*Your instructions*: Rewrite every row with "Query" replaced by "Prompt" wherever it occurs. Keep everything else unchanged.

____ Input data

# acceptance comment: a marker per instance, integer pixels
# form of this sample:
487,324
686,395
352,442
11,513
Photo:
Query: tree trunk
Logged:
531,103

________

*Written answer*:
# acceptance comment: a marker per instance, integer pixels
# form of this sample:
487,324
686,395
352,442
11,513
Photo:
Prompt: tree trunk
Logged:
531,103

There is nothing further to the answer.